Recorded data
_ _ _ _

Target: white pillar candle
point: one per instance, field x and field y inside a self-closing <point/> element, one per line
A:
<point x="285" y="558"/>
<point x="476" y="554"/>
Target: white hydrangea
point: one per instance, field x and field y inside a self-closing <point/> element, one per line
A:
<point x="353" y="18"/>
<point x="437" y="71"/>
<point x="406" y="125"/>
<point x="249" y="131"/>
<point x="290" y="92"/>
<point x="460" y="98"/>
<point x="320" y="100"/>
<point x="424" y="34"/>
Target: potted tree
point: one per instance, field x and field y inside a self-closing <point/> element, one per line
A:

_ _ _ _

◆ What you need to do
Please rename "Target" to "Object" everywhere in the rows above and write out all the lines again, leaving everything else unchanged.

◆ Correct result
Object: white pillar candle
point: one per instance, field x and field y inside a self-closing <point/> element, one per line
A:
<point x="285" y="558"/>
<point x="476" y="554"/>
Object: white hydrangea
point: one per instance, field x and field y inside a self-closing <point/> element, one per line
A:
<point x="353" y="18"/>
<point x="437" y="71"/>
<point x="406" y="125"/>
<point x="249" y="131"/>
<point x="290" y="92"/>
<point x="460" y="98"/>
<point x="320" y="100"/>
<point x="424" y="34"/>
Object: potted tree
point: one per instance, field x and field y inside a self-closing <point/> element, one per line
A:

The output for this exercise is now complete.